**Provided entries:**
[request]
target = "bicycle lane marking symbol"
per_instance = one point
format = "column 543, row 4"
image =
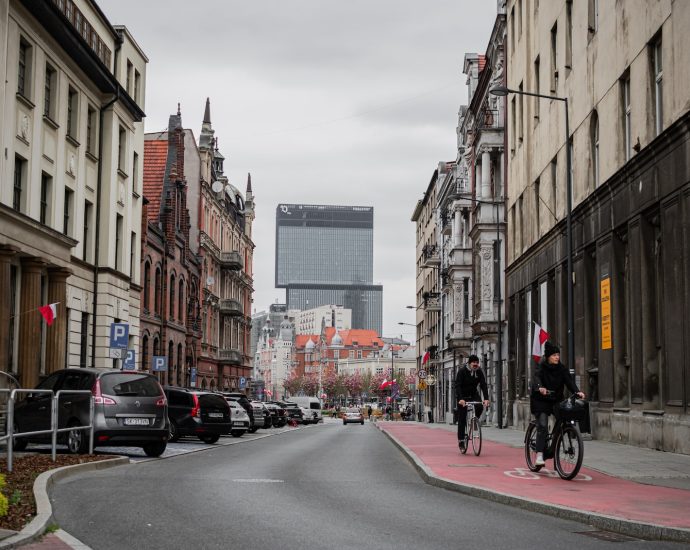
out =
column 525, row 473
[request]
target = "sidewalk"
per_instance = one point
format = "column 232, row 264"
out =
column 620, row 488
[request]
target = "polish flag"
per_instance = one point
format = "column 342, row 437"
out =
column 540, row 336
column 49, row 312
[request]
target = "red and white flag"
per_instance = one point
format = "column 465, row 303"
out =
column 540, row 336
column 49, row 312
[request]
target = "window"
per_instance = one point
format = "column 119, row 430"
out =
column 87, row 223
column 49, row 92
column 67, row 213
column 171, row 301
column 626, row 116
column 72, row 113
column 594, row 138
column 537, row 89
column 24, row 69
column 19, row 178
column 554, row 58
column 592, row 17
column 121, row 149
column 118, row 241
column 83, row 347
column 568, row 34
column 658, row 85
column 132, row 254
column 46, row 188
column 90, row 130
column 147, row 286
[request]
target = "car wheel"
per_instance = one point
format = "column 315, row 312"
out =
column 77, row 441
column 155, row 449
column 19, row 444
column 174, row 432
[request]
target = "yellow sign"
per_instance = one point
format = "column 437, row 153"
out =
column 606, row 313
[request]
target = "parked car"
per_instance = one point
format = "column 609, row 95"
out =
column 200, row 413
column 353, row 414
column 256, row 413
column 130, row 409
column 239, row 417
column 294, row 411
column 311, row 403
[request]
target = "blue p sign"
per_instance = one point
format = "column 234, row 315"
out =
column 119, row 335
column 160, row 363
column 130, row 362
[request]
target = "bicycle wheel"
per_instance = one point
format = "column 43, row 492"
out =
column 531, row 448
column 476, row 436
column 569, row 453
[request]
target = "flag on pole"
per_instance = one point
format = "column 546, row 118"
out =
column 540, row 336
column 49, row 312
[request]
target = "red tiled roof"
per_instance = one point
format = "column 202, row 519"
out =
column 155, row 157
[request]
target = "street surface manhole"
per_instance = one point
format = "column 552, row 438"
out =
column 608, row 536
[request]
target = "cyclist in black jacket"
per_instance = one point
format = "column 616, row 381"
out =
column 467, row 383
column 550, row 378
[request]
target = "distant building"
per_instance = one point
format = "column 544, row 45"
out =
column 325, row 255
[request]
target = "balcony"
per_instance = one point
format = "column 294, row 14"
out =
column 231, row 260
column 229, row 356
column 430, row 256
column 432, row 301
column 231, row 308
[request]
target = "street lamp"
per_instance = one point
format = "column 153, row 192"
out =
column 503, row 91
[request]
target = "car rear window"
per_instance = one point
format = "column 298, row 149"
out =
column 135, row 385
column 211, row 400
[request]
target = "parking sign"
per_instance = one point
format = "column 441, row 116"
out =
column 160, row 363
column 119, row 335
column 130, row 362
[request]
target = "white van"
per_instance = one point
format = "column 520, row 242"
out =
column 311, row 403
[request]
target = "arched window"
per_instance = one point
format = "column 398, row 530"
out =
column 594, row 136
column 147, row 286
column 171, row 302
column 180, row 297
column 158, row 290
column 145, row 352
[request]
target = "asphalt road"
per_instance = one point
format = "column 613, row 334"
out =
column 327, row 486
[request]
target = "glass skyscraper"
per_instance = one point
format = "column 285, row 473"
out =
column 325, row 255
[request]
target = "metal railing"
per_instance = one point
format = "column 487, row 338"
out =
column 54, row 430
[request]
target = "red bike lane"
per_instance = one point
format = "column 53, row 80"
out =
column 501, row 468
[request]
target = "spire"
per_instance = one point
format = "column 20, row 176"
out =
column 207, row 111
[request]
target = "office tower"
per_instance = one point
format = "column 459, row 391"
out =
column 325, row 255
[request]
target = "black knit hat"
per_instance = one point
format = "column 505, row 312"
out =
column 550, row 348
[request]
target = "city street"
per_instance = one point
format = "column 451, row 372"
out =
column 322, row 487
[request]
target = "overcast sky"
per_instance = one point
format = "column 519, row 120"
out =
column 350, row 102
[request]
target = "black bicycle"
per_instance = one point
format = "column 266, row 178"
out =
column 563, row 442
column 473, row 429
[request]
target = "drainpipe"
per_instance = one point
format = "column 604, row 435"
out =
column 98, row 207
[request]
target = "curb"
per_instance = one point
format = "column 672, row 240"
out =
column 648, row 531
column 44, row 511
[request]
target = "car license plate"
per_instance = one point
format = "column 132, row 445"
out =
column 136, row 422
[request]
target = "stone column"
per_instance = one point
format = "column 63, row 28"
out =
column 486, row 175
column 6, row 254
column 56, row 334
column 30, row 322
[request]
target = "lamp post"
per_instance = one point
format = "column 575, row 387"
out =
column 503, row 91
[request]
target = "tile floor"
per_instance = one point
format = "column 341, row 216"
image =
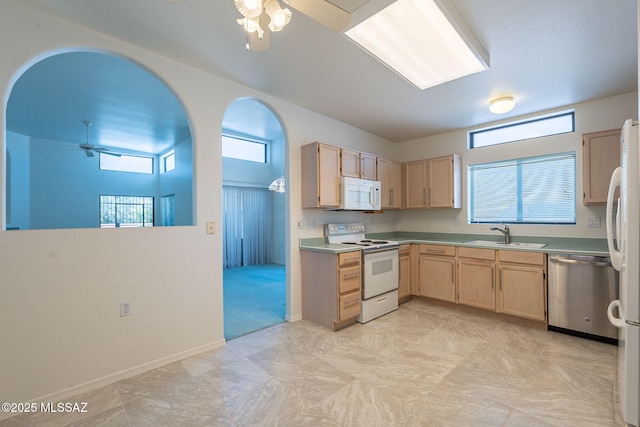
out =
column 422, row 365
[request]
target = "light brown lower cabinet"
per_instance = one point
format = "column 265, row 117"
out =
column 331, row 287
column 521, row 284
column 438, row 272
column 404, row 272
column 477, row 277
column 508, row 282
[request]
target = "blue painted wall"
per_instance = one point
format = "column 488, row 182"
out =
column 54, row 185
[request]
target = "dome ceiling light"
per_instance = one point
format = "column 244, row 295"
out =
column 502, row 105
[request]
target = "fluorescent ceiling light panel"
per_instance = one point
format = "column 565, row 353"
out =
column 425, row 41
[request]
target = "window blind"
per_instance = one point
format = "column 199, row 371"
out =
column 535, row 190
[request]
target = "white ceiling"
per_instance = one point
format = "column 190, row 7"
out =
column 546, row 53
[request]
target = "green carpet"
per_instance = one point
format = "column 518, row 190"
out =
column 254, row 298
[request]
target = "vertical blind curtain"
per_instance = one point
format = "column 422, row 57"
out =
column 247, row 226
column 535, row 190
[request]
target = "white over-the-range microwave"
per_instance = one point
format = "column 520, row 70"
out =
column 359, row 194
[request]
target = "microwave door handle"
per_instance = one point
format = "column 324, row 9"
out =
column 373, row 196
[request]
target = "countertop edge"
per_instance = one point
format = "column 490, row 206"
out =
column 319, row 245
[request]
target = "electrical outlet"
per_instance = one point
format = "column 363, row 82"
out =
column 211, row 227
column 593, row 222
column 125, row 308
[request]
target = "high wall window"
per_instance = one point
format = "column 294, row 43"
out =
column 168, row 209
column 168, row 161
column 125, row 163
column 533, row 190
column 244, row 149
column 126, row 211
column 537, row 127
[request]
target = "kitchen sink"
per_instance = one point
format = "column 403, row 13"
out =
column 495, row 244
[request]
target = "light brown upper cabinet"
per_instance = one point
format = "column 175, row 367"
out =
column 320, row 175
column 444, row 182
column 415, row 184
column 433, row 183
column 390, row 177
column 600, row 156
column 358, row 165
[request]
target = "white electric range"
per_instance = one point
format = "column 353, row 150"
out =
column 379, row 284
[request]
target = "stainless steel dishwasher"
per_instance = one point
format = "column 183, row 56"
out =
column 580, row 289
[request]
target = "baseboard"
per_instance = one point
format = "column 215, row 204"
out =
column 62, row 395
column 295, row 318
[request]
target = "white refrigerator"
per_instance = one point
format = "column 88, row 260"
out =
column 623, row 238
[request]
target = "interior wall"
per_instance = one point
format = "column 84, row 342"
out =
column 59, row 312
column 18, row 183
column 594, row 116
column 66, row 186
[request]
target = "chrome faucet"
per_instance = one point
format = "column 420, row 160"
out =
column 505, row 231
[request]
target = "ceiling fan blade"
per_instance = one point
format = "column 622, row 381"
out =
column 109, row 153
column 322, row 11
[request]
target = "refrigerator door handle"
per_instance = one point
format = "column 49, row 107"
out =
column 616, row 255
column 615, row 321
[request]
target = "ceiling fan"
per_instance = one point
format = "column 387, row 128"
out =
column 262, row 17
column 90, row 150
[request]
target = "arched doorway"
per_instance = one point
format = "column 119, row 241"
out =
column 96, row 141
column 254, row 226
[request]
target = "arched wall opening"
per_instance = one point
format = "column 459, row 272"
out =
column 80, row 125
column 254, row 237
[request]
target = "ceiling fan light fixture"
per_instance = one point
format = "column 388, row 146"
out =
column 279, row 16
column 249, row 8
column 502, row 105
column 278, row 185
column 251, row 25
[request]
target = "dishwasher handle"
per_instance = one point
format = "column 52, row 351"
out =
column 581, row 260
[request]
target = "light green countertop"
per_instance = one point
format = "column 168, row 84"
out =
column 554, row 245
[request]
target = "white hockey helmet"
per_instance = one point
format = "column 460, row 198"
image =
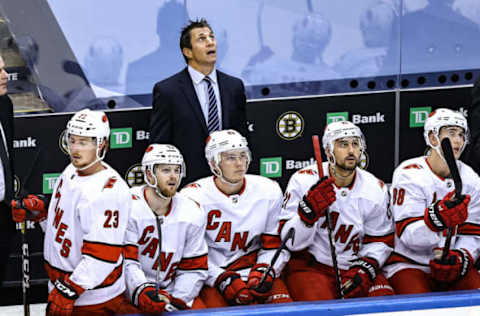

**Activity:**
Filter the listing above for lines with the word "cabinet", and copy each one you find.

**Answer for the task:**
target = "light brown lower cabinet"
target = "light brown upper cabinet"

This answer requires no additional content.